#### PROBLEM STATEMENT:
Starting with the line containing "forest background" and going on through the line containing "man sitting on ground", return the lines of the data below exactly, and only those.

#### SUPPLIED MATERIAL:
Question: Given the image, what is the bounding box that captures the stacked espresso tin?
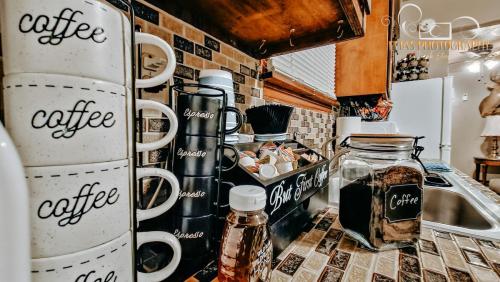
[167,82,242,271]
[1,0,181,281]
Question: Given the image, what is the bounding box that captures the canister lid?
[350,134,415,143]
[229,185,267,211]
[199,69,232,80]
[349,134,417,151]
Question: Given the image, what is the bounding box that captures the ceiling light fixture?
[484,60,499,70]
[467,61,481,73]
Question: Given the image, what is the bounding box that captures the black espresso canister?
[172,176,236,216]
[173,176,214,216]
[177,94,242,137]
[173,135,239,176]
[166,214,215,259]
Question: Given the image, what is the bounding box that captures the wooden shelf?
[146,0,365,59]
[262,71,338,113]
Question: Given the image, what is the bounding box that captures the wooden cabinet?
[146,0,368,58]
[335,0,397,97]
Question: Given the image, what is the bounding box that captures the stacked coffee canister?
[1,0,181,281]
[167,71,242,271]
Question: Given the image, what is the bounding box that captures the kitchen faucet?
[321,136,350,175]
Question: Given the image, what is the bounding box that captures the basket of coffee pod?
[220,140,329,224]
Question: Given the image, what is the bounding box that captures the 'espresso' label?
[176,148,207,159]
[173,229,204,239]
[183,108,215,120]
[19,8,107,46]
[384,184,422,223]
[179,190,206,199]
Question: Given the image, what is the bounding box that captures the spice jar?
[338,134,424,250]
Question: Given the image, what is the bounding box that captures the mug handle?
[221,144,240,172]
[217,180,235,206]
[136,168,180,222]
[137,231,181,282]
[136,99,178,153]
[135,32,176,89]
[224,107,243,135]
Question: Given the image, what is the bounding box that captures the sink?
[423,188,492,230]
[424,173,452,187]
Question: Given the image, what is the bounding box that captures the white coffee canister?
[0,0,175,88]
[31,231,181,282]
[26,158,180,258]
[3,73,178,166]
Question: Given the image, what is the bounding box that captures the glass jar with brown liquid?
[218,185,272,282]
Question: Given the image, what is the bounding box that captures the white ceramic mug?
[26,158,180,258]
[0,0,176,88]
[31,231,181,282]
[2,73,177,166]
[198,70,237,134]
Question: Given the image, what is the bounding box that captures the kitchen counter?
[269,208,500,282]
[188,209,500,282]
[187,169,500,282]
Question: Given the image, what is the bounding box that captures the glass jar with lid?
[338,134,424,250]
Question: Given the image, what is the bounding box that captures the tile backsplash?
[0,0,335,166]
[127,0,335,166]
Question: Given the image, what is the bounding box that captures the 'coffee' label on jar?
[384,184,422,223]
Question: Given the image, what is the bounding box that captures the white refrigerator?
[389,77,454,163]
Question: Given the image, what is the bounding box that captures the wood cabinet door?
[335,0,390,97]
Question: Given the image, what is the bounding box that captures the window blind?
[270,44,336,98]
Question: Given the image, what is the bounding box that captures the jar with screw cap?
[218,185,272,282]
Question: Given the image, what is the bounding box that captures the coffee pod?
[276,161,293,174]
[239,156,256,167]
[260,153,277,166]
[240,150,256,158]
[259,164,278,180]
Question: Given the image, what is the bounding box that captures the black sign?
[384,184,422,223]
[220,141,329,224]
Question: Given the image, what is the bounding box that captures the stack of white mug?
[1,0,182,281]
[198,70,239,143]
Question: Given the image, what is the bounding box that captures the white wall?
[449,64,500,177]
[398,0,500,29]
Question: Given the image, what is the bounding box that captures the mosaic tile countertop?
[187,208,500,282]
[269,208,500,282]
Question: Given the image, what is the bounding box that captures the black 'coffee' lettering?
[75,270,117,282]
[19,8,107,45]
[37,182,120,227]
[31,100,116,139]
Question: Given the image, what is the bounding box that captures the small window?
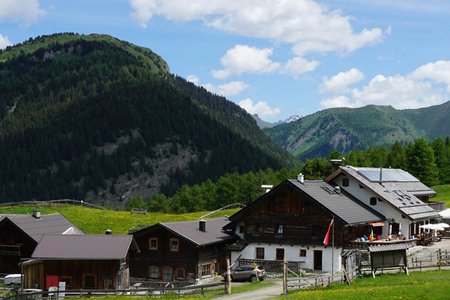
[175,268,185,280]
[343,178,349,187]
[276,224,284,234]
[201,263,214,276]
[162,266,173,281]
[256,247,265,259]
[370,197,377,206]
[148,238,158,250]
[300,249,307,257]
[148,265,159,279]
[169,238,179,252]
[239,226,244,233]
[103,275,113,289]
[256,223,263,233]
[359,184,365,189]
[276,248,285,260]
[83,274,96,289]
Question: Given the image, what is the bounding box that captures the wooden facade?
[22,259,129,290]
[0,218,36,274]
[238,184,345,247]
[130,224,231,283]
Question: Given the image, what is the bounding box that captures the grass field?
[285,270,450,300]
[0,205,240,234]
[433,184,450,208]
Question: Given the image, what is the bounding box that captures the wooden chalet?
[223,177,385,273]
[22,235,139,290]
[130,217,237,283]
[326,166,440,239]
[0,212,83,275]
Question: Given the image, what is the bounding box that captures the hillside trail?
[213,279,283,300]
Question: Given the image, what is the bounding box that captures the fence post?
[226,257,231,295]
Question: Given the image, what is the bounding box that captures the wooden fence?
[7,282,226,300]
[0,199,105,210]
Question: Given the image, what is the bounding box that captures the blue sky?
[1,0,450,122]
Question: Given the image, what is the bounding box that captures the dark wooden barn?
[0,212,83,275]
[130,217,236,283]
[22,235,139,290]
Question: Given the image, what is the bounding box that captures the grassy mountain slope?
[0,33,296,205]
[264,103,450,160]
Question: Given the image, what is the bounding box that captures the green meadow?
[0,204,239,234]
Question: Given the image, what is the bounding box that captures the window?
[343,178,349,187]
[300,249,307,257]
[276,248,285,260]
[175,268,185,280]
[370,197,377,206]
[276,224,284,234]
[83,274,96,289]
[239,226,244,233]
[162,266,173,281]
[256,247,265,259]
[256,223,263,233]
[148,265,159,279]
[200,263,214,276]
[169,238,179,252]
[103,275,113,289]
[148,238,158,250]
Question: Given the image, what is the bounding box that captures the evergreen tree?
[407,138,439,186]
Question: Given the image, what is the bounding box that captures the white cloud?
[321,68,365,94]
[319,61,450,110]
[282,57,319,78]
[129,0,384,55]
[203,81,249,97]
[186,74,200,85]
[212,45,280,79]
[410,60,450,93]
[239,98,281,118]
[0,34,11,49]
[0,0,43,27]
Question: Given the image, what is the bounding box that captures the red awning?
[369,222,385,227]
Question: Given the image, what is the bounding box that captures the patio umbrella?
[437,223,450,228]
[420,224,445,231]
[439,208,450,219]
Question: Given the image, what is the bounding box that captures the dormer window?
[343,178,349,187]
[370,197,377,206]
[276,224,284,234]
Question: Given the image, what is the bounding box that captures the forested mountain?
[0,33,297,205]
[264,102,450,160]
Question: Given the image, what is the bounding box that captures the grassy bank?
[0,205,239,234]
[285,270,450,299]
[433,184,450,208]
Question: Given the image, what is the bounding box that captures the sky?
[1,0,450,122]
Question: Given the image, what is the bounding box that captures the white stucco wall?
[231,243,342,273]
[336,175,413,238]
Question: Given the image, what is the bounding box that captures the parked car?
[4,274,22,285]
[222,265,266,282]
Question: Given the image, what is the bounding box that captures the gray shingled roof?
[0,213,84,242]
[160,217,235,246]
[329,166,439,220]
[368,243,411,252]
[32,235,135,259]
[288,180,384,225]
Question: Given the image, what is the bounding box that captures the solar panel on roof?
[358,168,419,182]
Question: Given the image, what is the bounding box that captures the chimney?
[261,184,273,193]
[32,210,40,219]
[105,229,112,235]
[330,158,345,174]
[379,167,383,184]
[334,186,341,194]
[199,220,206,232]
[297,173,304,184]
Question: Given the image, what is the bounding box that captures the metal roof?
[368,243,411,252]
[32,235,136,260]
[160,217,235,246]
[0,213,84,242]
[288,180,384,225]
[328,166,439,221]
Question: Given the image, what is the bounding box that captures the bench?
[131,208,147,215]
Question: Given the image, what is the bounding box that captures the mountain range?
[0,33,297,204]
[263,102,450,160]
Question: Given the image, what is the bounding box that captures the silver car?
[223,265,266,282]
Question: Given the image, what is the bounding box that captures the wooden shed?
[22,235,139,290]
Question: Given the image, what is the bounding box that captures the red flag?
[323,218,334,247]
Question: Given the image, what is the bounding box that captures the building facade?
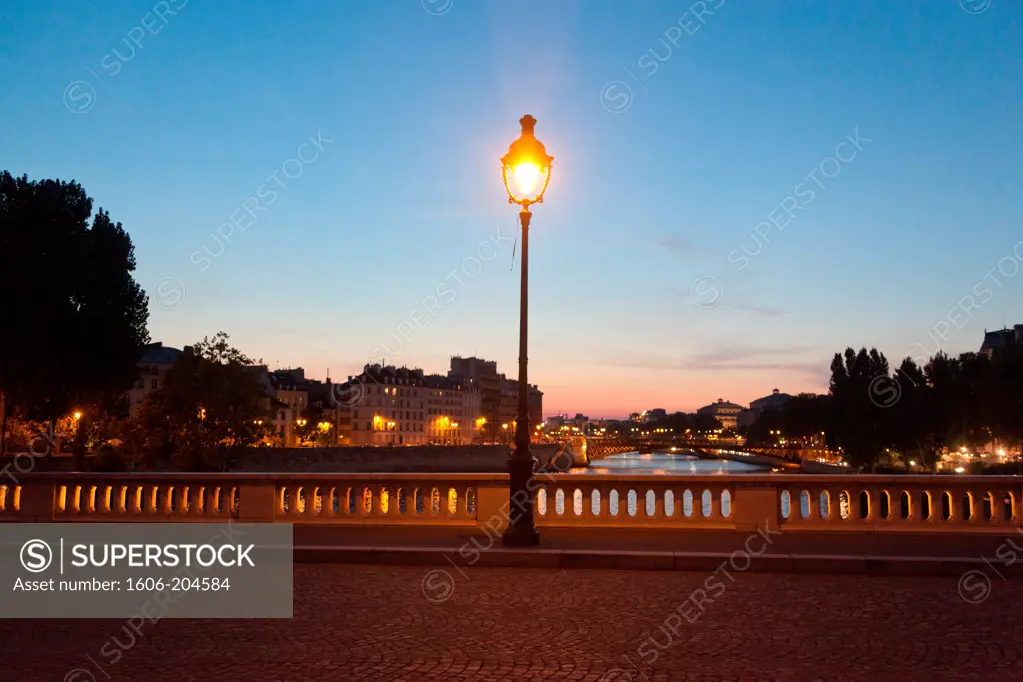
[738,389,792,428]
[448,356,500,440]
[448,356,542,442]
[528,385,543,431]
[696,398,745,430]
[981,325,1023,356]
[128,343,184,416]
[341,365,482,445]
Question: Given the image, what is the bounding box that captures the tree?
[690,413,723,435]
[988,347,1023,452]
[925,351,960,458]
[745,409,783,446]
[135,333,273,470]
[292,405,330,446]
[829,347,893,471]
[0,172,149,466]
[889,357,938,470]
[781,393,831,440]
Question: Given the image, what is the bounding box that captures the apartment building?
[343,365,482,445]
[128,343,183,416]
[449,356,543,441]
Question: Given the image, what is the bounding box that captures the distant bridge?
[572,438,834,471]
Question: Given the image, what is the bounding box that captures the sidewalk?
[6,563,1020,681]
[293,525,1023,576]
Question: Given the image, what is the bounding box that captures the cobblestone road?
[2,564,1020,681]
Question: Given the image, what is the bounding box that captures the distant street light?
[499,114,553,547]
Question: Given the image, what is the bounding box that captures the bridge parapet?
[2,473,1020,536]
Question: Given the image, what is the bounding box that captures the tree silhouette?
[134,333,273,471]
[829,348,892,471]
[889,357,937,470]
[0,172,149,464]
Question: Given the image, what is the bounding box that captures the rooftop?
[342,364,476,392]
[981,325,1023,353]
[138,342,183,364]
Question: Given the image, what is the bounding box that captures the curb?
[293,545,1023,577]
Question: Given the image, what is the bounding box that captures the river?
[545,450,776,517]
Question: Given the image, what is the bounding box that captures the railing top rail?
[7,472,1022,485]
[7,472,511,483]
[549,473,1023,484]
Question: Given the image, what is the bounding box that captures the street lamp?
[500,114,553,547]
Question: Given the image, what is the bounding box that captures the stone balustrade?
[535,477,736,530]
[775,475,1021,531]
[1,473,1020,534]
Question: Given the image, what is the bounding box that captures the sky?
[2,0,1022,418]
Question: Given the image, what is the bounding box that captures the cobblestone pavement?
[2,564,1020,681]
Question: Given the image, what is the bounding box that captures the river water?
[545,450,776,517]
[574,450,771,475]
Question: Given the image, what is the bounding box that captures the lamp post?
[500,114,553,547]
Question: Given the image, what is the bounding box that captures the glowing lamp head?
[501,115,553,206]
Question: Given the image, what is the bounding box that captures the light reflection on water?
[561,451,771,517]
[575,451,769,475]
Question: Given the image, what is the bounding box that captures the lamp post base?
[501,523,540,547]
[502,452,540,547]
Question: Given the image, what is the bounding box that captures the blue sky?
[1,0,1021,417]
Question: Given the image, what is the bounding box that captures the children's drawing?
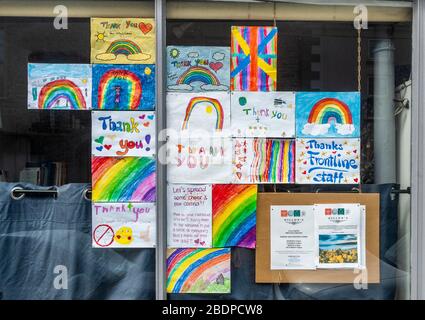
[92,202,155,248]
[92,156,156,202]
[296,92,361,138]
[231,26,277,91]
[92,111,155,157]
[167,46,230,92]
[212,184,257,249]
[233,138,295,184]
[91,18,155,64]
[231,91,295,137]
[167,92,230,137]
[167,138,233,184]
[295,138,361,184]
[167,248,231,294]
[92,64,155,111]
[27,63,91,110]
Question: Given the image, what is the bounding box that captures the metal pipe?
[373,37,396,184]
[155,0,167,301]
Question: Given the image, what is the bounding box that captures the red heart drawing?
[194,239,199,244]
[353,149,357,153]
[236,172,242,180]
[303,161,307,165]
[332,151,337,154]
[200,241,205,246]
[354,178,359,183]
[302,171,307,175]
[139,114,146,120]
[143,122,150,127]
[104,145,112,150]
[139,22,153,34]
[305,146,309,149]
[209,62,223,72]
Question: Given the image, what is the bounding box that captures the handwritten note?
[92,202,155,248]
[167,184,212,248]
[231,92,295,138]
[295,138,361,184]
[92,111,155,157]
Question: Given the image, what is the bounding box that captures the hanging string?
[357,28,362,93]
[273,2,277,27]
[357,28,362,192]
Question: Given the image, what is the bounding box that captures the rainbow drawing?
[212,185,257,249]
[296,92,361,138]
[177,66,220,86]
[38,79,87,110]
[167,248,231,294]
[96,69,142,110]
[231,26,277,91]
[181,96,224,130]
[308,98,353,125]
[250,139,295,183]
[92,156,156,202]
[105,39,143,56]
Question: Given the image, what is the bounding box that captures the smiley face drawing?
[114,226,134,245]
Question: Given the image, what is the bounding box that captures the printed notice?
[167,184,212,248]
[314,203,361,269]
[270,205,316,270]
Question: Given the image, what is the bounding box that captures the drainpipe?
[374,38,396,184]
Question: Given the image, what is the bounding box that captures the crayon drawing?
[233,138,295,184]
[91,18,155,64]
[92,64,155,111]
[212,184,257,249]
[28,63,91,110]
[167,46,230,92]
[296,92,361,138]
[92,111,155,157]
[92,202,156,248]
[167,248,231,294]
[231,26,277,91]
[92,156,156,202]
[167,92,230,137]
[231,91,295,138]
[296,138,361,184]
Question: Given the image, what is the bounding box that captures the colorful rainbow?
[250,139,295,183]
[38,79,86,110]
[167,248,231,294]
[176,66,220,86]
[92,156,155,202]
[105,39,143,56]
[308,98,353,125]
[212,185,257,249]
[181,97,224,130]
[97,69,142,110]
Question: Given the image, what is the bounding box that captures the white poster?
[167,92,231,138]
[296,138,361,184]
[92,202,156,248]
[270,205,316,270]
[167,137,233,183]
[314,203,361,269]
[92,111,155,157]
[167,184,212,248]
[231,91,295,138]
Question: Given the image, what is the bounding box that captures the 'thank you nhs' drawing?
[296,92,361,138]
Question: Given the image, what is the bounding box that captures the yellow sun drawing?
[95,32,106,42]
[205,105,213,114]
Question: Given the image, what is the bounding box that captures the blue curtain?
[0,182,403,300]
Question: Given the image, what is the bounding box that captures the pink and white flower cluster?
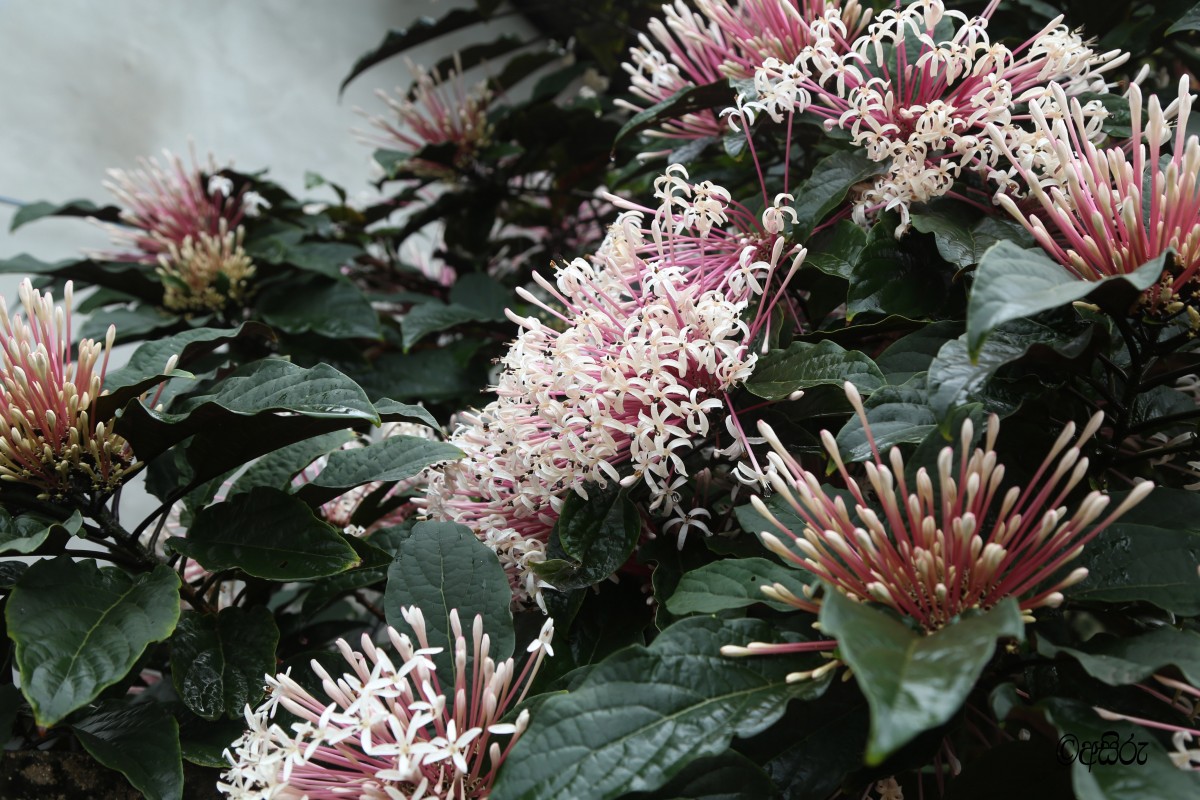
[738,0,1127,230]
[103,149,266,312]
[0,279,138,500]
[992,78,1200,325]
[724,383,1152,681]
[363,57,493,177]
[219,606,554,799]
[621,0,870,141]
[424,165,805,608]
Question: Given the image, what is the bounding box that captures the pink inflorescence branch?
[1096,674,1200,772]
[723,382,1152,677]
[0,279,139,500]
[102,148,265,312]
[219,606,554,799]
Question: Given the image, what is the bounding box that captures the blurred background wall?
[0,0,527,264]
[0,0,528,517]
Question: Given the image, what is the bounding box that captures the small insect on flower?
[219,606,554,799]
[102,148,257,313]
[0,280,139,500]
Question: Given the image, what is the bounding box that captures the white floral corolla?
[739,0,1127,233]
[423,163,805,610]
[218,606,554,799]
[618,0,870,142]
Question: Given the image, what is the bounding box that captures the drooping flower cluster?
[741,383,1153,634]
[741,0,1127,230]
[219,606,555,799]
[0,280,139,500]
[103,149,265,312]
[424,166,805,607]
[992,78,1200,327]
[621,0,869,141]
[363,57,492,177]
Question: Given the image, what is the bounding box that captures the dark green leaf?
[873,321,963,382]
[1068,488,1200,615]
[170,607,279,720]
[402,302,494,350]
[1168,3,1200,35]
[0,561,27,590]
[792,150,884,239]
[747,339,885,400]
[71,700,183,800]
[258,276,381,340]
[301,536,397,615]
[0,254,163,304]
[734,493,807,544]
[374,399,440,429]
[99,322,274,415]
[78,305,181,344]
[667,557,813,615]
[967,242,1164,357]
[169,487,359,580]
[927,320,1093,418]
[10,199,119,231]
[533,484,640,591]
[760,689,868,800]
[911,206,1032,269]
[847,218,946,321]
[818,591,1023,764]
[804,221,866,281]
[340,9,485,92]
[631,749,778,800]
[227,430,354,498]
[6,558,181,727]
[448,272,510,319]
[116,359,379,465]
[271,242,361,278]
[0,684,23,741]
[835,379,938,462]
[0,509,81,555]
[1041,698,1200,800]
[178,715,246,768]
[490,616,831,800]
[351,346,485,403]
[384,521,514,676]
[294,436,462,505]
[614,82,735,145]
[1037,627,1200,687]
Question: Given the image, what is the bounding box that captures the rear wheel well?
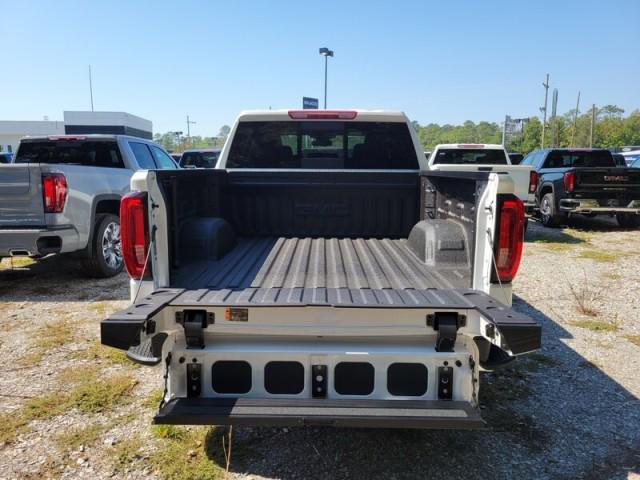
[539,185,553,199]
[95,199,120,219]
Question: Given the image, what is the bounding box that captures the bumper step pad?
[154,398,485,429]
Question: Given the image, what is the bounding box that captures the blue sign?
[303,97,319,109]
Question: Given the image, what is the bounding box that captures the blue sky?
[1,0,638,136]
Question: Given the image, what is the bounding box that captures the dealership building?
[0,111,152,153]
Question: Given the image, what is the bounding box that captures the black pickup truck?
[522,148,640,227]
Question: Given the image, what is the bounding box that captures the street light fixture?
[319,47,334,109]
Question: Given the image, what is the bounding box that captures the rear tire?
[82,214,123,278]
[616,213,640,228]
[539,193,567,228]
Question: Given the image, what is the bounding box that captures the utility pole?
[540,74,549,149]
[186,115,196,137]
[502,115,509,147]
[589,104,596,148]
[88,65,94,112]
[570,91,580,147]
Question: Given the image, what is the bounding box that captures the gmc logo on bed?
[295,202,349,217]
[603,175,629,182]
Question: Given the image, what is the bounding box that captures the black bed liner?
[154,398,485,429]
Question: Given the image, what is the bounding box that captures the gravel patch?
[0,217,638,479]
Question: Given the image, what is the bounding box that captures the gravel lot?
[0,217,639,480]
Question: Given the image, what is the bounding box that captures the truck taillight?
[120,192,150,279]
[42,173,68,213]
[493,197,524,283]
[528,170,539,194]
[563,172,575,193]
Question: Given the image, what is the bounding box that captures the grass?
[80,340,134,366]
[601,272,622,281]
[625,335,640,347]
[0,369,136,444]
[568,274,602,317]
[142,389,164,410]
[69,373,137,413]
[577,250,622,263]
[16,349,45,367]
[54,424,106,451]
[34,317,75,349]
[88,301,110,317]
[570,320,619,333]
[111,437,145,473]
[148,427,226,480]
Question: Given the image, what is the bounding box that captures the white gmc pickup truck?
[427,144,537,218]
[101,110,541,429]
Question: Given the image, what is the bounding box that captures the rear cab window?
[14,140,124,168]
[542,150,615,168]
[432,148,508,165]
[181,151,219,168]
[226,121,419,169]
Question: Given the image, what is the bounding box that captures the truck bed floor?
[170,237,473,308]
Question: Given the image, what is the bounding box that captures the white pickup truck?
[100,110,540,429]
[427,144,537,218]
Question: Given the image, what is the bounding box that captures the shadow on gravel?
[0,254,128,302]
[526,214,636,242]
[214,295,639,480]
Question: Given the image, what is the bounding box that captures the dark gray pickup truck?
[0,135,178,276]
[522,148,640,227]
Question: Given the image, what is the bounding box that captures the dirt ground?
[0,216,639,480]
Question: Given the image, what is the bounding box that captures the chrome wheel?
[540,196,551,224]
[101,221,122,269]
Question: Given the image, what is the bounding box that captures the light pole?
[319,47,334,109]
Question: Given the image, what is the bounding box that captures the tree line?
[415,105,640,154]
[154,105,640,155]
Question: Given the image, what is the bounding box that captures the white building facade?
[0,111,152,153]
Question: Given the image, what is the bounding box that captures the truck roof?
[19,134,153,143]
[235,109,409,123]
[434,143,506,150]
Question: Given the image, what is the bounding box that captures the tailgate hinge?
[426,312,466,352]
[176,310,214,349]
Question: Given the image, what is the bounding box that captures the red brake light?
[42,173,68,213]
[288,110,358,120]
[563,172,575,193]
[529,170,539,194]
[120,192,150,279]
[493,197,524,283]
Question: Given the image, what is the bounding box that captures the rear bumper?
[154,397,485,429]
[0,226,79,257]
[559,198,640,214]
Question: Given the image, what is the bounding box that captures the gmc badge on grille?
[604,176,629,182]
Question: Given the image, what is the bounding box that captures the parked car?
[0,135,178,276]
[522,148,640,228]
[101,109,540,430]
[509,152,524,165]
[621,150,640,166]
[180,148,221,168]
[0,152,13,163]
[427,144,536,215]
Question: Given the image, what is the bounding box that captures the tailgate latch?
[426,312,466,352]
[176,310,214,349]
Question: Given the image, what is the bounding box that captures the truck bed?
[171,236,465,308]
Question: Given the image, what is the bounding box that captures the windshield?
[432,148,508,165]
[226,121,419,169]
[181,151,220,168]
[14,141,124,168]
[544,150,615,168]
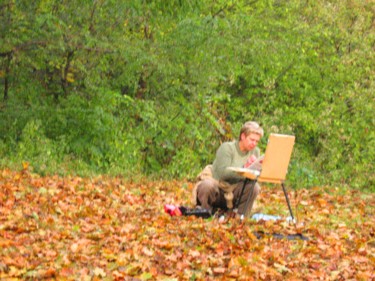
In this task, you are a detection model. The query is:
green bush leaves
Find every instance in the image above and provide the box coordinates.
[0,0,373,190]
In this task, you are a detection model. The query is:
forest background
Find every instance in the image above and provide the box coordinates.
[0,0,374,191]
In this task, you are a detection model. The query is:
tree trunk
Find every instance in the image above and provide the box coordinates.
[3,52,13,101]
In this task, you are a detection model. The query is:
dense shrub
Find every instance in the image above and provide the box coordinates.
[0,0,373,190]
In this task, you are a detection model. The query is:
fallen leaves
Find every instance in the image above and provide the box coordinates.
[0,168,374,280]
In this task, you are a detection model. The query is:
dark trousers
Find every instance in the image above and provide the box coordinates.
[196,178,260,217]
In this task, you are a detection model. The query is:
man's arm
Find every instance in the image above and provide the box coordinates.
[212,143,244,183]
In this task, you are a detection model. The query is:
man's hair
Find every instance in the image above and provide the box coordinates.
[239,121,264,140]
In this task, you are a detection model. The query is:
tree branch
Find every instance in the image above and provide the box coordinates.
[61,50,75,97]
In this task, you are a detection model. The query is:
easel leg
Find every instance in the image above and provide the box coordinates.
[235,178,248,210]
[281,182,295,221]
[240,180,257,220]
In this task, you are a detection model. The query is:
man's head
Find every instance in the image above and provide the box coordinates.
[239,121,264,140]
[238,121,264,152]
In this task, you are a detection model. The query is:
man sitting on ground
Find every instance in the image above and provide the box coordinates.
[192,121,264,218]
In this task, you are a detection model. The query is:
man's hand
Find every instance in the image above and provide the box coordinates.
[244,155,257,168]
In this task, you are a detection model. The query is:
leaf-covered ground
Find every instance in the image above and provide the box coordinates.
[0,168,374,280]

#### RESULT OF THIS EXERCISE:
forest background
Find every instance in the image above and provide the box coordinates.
[0,0,374,191]
In this task, you are a detection model. The query is:
tree trunk
Find every instance in the image above and provide the box coordinates.
[3,52,13,101]
In this task, you are a detection model. The query is:
dense shrub
Find every instance in the image above and provide the box coordinates.
[0,0,373,190]
In this task, you are a detection model. The query is:
fallen leaves
Find every instance in the image above and provide the box coordinates.
[0,168,374,280]
In this task, you are a detection model. The query is:
dark trousers
Find every instance in the image above and provide the box coordinates.
[196,178,260,217]
In this task, you are a detection model. The query is:
man's arm
Find every instance in the image above and provide the box coordinates.
[212,143,244,183]
In this task, you are a detection model. The query is:
man's hair
Find every instance in the image above and provide the box coordinates.
[239,121,264,140]
In this task, you are a detection model. The query is:
tree branch
Find every instance in the image above and provide the box coordinates.
[61,50,75,97]
In this task, you are a detection model. The query is:
easel leg
Find every instance in the image above and provide the box coordinates.
[235,178,248,210]
[281,182,295,221]
[240,180,257,220]
In this task, you are a detection model. The query is:
man's head
Find every instance in the image above and provide the box coordinates.
[239,121,264,140]
[238,121,264,152]
In this task, you are a detection model. The query is:
man sitting on ground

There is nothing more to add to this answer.